→ **DOCUMENT SECTION**:
[Start of Attachment]
Q: Are you worried about not making it in the Prince Edward Island market? (inside Canadian joke - canned beverages are banned.)
We want to be succesful in the Prince Edward Island market. We're hoping we can do well enough there to warrant a trip out to harvest mussels and have mussels steamed in Dale's with the Prince.
Q: Do you face any regulatory barriers because of the canning?
No regulatory barriers with cans. The can actually gets us in a few places bottles can't go. Though the minimum batch order of cans (250,000) makes it tough to do seasonal beers. To get around that, this winter we did a pair of seasonal beers in plain cans that we hand labeled, just 400 cases of each one. Very artisanal! The cans are a mental barrier to many consumers, who equate cans with flavorless, factory beer. They also have the deep-seated misconception that cans impart metal flavors to beer. That is not true: the modern-day aluminum can is lined with a water-based polymer so the can and the beer never touch. Once people taste our big, rich beers, they are usually shocked they came from a can. They can't believe it. It's like hearing Big Maybelle's voice come out of Ashlee Simpson's mouth.
[End of Attachment]
→ **Saved data entries**:
[Start of Attachment]
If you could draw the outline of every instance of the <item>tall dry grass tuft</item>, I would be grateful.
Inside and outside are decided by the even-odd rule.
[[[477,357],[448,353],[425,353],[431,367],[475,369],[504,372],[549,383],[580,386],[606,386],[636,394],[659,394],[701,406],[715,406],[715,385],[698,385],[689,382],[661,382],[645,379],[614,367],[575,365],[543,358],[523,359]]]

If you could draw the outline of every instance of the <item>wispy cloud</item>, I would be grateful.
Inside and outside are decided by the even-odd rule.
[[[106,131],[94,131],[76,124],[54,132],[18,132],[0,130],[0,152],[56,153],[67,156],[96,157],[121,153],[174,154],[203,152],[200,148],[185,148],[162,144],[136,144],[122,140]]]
[End of Attachment]
[Start of Attachment]
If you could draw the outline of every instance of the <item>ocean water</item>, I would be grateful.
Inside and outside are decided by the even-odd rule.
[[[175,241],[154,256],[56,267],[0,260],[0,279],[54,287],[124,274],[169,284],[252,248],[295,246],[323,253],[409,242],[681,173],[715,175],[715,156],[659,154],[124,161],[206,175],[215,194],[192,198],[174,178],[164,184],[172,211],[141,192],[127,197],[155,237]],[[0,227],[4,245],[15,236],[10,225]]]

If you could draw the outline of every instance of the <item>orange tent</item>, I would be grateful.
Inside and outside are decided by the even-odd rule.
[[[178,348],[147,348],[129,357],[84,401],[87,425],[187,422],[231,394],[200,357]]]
[End of Attachment]
→ **EXERCISE BRIEF**:
Carry the interview about canned beer forward from its last sentence, keeping its question-and-answer form.

→ **OUTPUT FOR THIS EXERCISE**:
Q: What do you like most about Old Chub?
I dig Old Chub's skim-milk mouthfeel and texture, and the rich caramelly/chocolatey goodness in the flavor. I also love the little hint of smoke on the finale (to add a lovely farewell kiss and temper the gentle sweetness of the beer) and the beer's deceptive nature. Old Chub is immensely quaffable for a beer of its flavor and 8% ABV strength. I also love the fact that it's in a can. So do our fans.
Q: What other Scots ales do you like?
I've always been a fan of McEwans, very nice beer, a classic.
Q: Why did you decide to make a Scots ale your second brew?
When we looked at doing a second canned beer, we wanted a brew that pushed the envelope like Dale's Pale Ale - Dale's is 6.5% ABV and has 65 IBUs. Granted, we were hearing from stores and bars that we should make a lighter, more accessible beer than Dale's. But that idea didn't move us. And our mission is to shatter the perceptions of canned beer, and we do that by squeezing big beers into them. That idea makes us laugh. We had been making a Scotch ale called Hi Ya!, we tweaked the recipe, renamed it Old Chub (becuase we thought the name was fun to say) and here we are. The beer is really Scotch strong ale, but the BATF required the Scottish-style handle.
Q: Is the water naturally soft or is that something you have to do with water treatment?
We have lovely mountain water, we put a gentle filtering on the water, that's it.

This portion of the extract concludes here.